WHAT THE EXERCISE ASKS — Can you resume the thesis abstract below on impurities in solid oxide electrolysis cells and continue it after its last sentence?

Effects of impurities and local behavior characterization using active thermography on solid oxide electrolysis cells

Ambitious policies are needed from every country to drastically curtail the anthropogenic emission of greenhouse gases responsible for the on-going modification of the earth's climate. A quick transition towards a society fully based on renewable materials and energy sources is necessary. Power-to-gas via solid oxide electrolysis cells is a promising solution to accommodate the variability inherent in renewable electricity production. Despite evidence of a high sensitivity to impurities during electrolysis, however, the literature available on the effects of contaminants in the reactant is rather sparse.

This thesis therefore aims to identify and determine the effects of the potential harmful impurities to which an SOEC can be exposed. The effects of SO2 and HCl, the two most critical impurities identified for Ni-YSZ electrodes, on the performance and durability were investigated using EIS and the analysis of the DRT. The results indicate that the operation in electrolysis reduces the tolerance to impurities. Exposure to HCl and SO2 deteriorated the charge transfer processes at the triple phase boundary, whereas only SO2 limited the catalytic reactions. Durability testing performed in galvanostatic operation with impurities showed a voltage runaway behavior after approximately 200 h. Shorter experiments may thus greatly underestimate the impact of impurities. A low-frequency pseudo-inductive hook appeared in the electrochemical impedance spectra during the poisoning experiments, which was attributed to the Ni-YSZ electrode. Two processes were identified as possible causes: 1) a two-step reaction mechanism involving an intermediate species, or 2) the development of an electronic conductivity in the electrolyte. The former appeared to be the most likely explanation.

Referring expression data
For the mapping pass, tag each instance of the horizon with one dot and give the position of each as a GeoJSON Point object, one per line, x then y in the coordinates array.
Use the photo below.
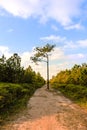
{"type": "Point", "coordinates": [25, 25]}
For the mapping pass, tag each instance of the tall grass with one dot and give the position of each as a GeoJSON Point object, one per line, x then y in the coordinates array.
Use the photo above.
{"type": "Point", "coordinates": [14, 97]}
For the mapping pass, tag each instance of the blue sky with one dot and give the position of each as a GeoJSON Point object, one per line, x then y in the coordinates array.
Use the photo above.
{"type": "Point", "coordinates": [25, 24]}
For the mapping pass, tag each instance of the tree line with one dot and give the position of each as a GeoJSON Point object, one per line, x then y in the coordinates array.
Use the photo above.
{"type": "Point", "coordinates": [11, 71]}
{"type": "Point", "coordinates": [73, 83]}
{"type": "Point", "coordinates": [77, 75]}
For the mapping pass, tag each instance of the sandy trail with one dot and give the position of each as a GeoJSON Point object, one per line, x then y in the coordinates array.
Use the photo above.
{"type": "Point", "coordinates": [48, 110]}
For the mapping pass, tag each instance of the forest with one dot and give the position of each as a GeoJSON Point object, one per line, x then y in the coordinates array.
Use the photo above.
{"type": "Point", "coordinates": [16, 84]}
{"type": "Point", "coordinates": [72, 83]}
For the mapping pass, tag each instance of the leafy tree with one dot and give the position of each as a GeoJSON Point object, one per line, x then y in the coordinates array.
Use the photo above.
{"type": "Point", "coordinates": [40, 54]}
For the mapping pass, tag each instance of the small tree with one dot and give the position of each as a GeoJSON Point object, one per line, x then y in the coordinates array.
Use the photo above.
{"type": "Point", "coordinates": [40, 53]}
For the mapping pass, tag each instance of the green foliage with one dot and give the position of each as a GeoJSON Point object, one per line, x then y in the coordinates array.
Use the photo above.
{"type": "Point", "coordinates": [77, 75]}
{"type": "Point", "coordinates": [16, 84]}
{"type": "Point", "coordinates": [73, 83]}
{"type": "Point", "coordinates": [41, 52]}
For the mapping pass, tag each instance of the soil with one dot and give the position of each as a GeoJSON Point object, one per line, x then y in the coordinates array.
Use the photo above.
{"type": "Point", "coordinates": [49, 110]}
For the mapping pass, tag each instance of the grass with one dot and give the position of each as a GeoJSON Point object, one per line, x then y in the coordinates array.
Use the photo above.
{"type": "Point", "coordinates": [77, 93]}
{"type": "Point", "coordinates": [14, 98]}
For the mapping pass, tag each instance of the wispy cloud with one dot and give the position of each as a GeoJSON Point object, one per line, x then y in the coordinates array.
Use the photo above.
{"type": "Point", "coordinates": [53, 38]}
{"type": "Point", "coordinates": [5, 50]}
{"type": "Point", "coordinates": [54, 27]}
{"type": "Point", "coordinates": [58, 60]}
{"type": "Point", "coordinates": [62, 11]}
{"type": "Point", "coordinates": [10, 30]}
{"type": "Point", "coordinates": [77, 26]}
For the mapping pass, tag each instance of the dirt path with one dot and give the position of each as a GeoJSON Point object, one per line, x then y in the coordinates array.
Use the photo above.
{"type": "Point", "coordinates": [48, 110]}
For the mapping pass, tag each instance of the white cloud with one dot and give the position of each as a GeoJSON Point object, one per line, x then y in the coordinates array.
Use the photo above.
{"type": "Point", "coordinates": [62, 11]}
{"type": "Point", "coordinates": [10, 30]}
{"type": "Point", "coordinates": [5, 50]}
{"type": "Point", "coordinates": [77, 26]}
{"type": "Point", "coordinates": [57, 54]}
{"type": "Point", "coordinates": [54, 27]}
{"type": "Point", "coordinates": [58, 60]}
{"type": "Point", "coordinates": [82, 43]}
{"type": "Point", "coordinates": [53, 38]}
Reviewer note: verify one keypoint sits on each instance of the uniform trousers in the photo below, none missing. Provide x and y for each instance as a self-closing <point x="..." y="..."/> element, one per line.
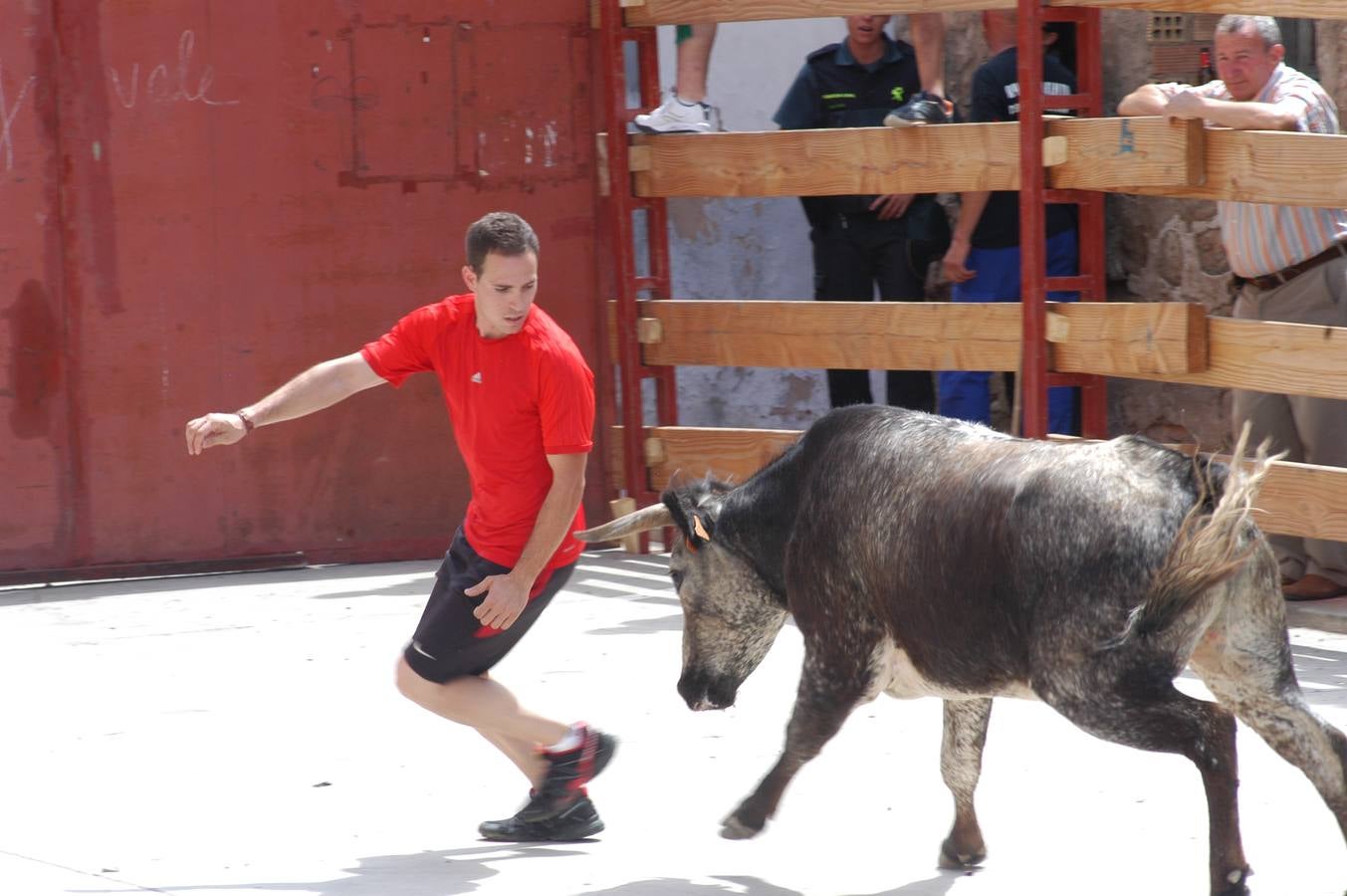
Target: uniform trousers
<point x="968" y="393"/>
<point x="854" y="254"/>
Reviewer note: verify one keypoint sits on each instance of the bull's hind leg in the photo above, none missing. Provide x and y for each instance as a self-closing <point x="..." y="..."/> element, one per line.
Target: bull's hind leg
<point x="830" y="687"/>
<point x="1244" y="659"/>
<point x="1130" y="701"/>
<point x="961" y="766"/>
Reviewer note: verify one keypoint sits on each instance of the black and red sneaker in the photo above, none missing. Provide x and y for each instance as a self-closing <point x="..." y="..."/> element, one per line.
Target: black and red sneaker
<point x="567" y="774"/>
<point x="576" y="820"/>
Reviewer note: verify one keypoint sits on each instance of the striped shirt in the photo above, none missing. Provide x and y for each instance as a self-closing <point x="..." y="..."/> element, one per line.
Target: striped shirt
<point x="1261" y="239"/>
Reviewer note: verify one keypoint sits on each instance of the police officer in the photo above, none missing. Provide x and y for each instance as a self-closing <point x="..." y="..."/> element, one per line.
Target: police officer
<point x="866" y="240"/>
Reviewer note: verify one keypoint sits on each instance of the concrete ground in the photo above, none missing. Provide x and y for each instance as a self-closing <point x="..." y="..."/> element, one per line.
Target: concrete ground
<point x="240" y="735"/>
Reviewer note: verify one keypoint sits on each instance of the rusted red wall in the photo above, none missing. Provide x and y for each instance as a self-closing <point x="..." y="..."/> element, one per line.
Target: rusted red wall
<point x="198" y="199"/>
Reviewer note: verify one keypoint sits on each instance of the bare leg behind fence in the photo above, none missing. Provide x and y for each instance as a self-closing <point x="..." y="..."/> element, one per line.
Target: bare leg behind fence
<point x="694" y="60"/>
<point x="928" y="41"/>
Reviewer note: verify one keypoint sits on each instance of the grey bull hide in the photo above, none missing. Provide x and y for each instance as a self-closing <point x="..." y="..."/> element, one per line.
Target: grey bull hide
<point x="922" y="556"/>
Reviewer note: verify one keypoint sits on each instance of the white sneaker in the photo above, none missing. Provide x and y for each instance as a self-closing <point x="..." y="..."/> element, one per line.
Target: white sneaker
<point x="675" y="116"/>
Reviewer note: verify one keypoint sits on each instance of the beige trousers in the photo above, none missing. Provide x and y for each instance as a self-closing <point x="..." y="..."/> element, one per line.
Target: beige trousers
<point x="1309" y="430"/>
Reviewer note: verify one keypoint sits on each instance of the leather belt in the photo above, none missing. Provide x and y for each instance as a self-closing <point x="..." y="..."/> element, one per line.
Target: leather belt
<point x="1286" y="275"/>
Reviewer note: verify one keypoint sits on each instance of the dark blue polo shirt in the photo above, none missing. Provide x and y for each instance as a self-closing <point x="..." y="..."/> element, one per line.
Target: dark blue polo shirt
<point x="834" y="91"/>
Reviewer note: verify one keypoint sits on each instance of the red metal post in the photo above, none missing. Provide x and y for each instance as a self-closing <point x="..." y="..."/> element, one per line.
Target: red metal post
<point x="620" y="206"/>
<point x="1033" y="271"/>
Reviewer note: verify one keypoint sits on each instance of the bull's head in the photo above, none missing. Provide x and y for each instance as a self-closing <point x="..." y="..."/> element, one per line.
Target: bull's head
<point x="731" y="616"/>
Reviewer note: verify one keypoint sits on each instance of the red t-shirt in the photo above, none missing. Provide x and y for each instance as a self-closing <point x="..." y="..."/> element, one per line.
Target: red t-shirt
<point x="512" y="401"/>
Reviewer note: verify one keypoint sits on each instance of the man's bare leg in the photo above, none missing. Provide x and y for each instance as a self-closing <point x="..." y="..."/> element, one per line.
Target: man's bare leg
<point x="928" y="106"/>
<point x="489" y="708"/>
<point x="928" y="41"/>
<point x="685" y="110"/>
<point x="694" y="60"/>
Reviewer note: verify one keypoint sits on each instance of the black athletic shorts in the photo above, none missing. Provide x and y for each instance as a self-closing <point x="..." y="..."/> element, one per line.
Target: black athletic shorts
<point x="450" y="641"/>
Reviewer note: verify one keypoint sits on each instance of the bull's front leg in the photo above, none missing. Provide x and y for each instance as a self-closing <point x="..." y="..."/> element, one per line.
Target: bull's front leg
<point x="830" y="687"/>
<point x="961" y="766"/>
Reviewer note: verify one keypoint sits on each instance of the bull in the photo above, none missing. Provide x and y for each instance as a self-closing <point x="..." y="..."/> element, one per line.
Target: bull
<point x="922" y="556"/>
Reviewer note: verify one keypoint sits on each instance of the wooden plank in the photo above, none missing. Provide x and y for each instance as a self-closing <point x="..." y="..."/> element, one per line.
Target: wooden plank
<point x="1305" y="500"/>
<point x="1296" y="499"/>
<point x="1266" y="166"/>
<point x="1292" y="8"/>
<point x="1293" y="358"/>
<point x="1124" y="155"/>
<point x="831" y="162"/>
<point x="1130" y="338"/>
<point x="1115" y="338"/>
<point x="895" y="336"/>
<point x="697" y="452"/>
<point x="648" y="12"/>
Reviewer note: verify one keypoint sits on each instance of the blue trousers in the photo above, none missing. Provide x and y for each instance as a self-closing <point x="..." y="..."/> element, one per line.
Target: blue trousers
<point x="966" y="393"/>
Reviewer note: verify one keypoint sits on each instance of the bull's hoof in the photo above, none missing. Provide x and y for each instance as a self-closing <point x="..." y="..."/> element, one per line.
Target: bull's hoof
<point x="1235" y="883"/>
<point x="954" y="858"/>
<point x="736" y="829"/>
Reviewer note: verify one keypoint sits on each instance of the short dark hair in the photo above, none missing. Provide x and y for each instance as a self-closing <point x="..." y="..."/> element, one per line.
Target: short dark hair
<point x="500" y="232"/>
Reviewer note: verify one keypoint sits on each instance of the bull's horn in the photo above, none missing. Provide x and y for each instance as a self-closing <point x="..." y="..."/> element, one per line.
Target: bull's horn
<point x="643" y="521"/>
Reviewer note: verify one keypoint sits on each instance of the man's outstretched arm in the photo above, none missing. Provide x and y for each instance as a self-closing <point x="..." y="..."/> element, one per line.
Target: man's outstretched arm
<point x="318" y="387"/>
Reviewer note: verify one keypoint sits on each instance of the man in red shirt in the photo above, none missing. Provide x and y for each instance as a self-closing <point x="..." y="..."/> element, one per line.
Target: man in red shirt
<point x="522" y="401"/>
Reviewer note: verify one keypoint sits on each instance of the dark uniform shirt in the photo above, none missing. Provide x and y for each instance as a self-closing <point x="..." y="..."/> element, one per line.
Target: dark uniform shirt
<point x="834" y="91"/>
<point x="996" y="98"/>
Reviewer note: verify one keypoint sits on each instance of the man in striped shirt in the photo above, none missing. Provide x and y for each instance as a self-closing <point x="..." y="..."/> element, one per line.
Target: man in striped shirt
<point x="1289" y="262"/>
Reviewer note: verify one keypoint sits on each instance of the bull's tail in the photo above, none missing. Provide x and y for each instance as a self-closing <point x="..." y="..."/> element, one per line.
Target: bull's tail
<point x="1213" y="544"/>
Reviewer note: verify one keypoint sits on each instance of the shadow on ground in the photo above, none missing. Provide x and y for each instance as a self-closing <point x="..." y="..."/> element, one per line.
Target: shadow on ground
<point x="461" y="870"/>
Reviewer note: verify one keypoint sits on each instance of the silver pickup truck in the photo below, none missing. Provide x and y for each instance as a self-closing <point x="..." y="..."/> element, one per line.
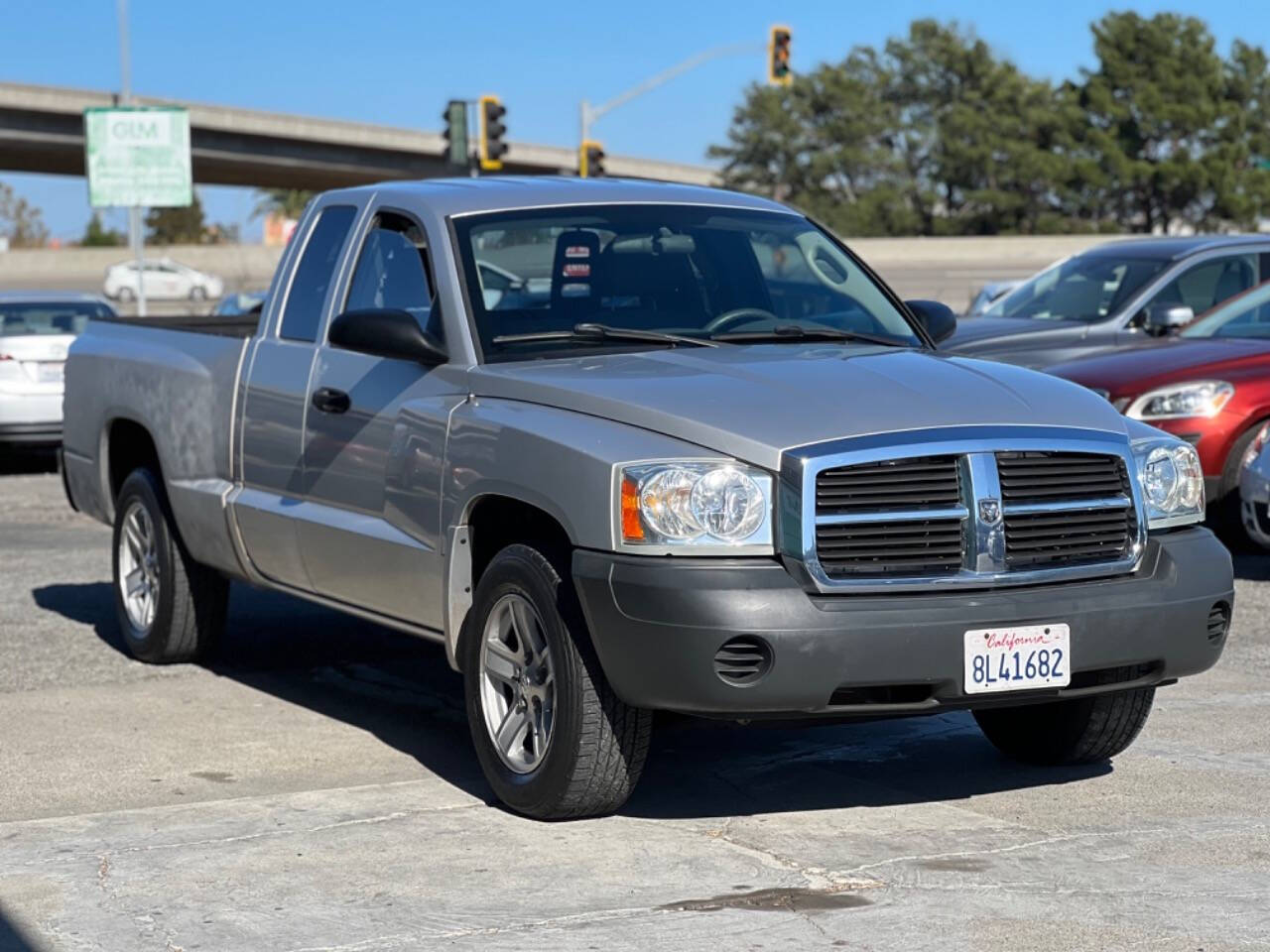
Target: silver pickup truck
<point x="624" y="447"/>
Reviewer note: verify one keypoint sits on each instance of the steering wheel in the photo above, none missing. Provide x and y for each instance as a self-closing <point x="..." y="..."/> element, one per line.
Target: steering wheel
<point x="738" y="315"/>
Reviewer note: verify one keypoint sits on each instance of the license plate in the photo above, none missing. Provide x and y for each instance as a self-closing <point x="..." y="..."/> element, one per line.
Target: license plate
<point x="1017" y="658"/>
<point x="51" y="372"/>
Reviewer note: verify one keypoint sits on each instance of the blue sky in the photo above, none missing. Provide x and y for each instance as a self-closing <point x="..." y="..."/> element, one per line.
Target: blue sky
<point x="397" y="62"/>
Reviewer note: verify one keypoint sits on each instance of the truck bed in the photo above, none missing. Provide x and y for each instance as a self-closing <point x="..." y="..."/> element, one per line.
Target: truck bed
<point x="236" y="326"/>
<point x="173" y="379"/>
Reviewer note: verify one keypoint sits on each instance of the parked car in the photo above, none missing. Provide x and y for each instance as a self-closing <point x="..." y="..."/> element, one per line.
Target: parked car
<point x="164" y="278"/>
<point x="1209" y="385"/>
<point x="1255" y="488"/>
<point x="691" y="481"/>
<point x="1114" y="295"/>
<point x="988" y="295"/>
<point x="239" y="304"/>
<point x="36" y="331"/>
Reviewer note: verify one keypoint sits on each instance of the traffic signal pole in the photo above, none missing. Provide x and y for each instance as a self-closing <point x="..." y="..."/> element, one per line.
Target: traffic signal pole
<point x="136" y="238"/>
<point x="588" y="113"/>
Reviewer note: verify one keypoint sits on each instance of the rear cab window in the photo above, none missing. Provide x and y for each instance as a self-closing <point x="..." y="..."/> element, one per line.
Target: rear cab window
<point x="393" y="271"/>
<point x="302" y="313"/>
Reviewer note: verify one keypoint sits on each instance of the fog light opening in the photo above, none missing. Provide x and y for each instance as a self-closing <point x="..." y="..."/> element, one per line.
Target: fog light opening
<point x="1218" y="622"/>
<point x="743" y="660"/>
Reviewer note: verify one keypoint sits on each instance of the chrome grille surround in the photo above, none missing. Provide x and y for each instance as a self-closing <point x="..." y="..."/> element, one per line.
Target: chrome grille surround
<point x="983" y="558"/>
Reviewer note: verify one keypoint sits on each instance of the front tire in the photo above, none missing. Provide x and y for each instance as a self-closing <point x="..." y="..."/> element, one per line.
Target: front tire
<point x="171" y="608"/>
<point x="1062" y="733"/>
<point x="552" y="737"/>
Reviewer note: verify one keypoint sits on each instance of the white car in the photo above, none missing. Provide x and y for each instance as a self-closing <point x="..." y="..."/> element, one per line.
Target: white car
<point x="36" y="331"/>
<point x="164" y="278"/>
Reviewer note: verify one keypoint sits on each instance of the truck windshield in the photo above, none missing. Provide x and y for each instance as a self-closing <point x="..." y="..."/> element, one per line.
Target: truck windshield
<point x="1088" y="287"/>
<point x="679" y="271"/>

EXPECTED ANSWER —
This thesis also proposes and assesses the use of active thermography as a novel method to characterize in operando the local behavior of SOCs, thereby overcoming the limitation of typical measurements that only provide spatially averaged values. The proposed method consists of stimulating the solid oxide cell with a current perturbation and analyzing the local thermal response using Fourier transforms. As a preliminary step and to support experimental work, a numerical parametric investigation was performed on lock-in thermography results using a pseudo 2-D model. Analysis of the 1st harmonic revealed that, in addition to electrochemical reactions and the Joule effect, the modulation of the local reactant composition also contributed to the thermal response. Analysis of the 2nd harmonic allowed the visual local non-uniformities not visible in the 1st harmonic. Lock-in thermography measurements performed on the developed test bench were in good agreement with the numerical simulations, thus validating the feasibility of the method. Lock-in thermography was found to be more adapted to SOC applications than pulse thermography, as a lower noise level can be achieved while maintaining a reasonably low current modulation. When CO2 was added to the reactant, the thermal response was modified, thereby demonstrating the sensitivity of active thermography to the reactant composition. Lock-in thermography measurements taken during an SO2-poisoning experiment evidced a spatially non-uniform deactivation process.By combining these results with DRT analysis, a detailed degradation mechanism was proposed, thereby demonstrating the complementary and added benefits of active thermography.